(Excerpt to read):

○ ○ ○ ○

Do-It-Yourself Purchasing For the control unit, Chris designed an elegant CRT/keyboard terminal, complete with dark walnut side panels. Chris usually handled our purchasing, but when it came time to get a CRT for our terminal, John Burdick simply drove down the road to American TV and bought the cheapest portable black-and-white television set he could find. We removed the case, unhooked the tuner, and mounted the guts in our own enclosure. (In hindsight, maybe we should have left the tuner connected — we would have had the industry’s first combination data terminal and TV set!) The microprocessor was an Intel 8080 running on our MLP-8080 board (described last month). We designed a special 16-line by 32-character video display controller that could also display a duplicate image of what the outdoor sign was showing in a dot matrix area at the top of the CRT screen. As usual in those days, we wire-wrapped our prototype designs (in this case, the display controller and memory expansion boards), so we could easily make changes. Today, we still use the same green wire for our ECOs, but back then most changes were just put onto our boards with the rest of the wires. The electronics at the sign itself consisted of timing and control circuits, latches for the lamp data, and a triac (an electronic switch) for each lamp. We designed a high-speed communication interface so one coaxial cable could transmit data to the sign in real-time, and we figured out how to transmit nine-bit data using an eight-bit serial chip. John came up with a shrewd way of isolating our electronics from the high voltage lamp circuits; we wound our own small pulse transformers.

○ ○ ○ ○

(Data provided):
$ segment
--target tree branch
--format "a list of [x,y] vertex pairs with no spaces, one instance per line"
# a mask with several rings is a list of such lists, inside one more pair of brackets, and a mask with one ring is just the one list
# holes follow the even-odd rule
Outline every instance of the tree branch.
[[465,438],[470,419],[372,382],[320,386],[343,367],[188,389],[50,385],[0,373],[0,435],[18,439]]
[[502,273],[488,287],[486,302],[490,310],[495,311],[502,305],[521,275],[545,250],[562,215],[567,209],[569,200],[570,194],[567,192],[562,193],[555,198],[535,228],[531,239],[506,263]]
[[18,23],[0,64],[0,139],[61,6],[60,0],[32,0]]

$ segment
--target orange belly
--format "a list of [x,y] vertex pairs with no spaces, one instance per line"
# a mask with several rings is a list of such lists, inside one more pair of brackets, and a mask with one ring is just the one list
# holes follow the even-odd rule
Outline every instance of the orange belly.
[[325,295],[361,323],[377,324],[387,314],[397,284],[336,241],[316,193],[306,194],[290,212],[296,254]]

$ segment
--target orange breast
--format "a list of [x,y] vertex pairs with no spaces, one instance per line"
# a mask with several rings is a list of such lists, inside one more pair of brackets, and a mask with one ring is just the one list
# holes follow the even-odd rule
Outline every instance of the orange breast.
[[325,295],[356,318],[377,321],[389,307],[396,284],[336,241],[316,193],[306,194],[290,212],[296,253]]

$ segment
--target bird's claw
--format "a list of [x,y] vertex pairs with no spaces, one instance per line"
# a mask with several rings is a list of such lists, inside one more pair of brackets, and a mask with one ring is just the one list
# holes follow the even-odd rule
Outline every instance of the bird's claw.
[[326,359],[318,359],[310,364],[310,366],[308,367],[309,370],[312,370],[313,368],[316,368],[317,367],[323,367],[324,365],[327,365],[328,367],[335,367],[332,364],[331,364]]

○ ○ ○ ○

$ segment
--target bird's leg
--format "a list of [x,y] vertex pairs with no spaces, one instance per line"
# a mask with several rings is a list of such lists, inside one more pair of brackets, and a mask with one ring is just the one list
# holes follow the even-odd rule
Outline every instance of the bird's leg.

○ ○ ○ ○

(Complete the following):
**a.** According to the do-it-yourself purchasing excerpt, what did John Burdick buy for the terminal's CRT?
**b.** Return every line of the records that contains the word "breast". Treat uppercase and lowercase letters as different.

(Correct answers):
**a.** He bought the cheapest portable black-and-white television set he could find at American TV.

**b.**
--target orange breast
Outline every instance of the orange breast.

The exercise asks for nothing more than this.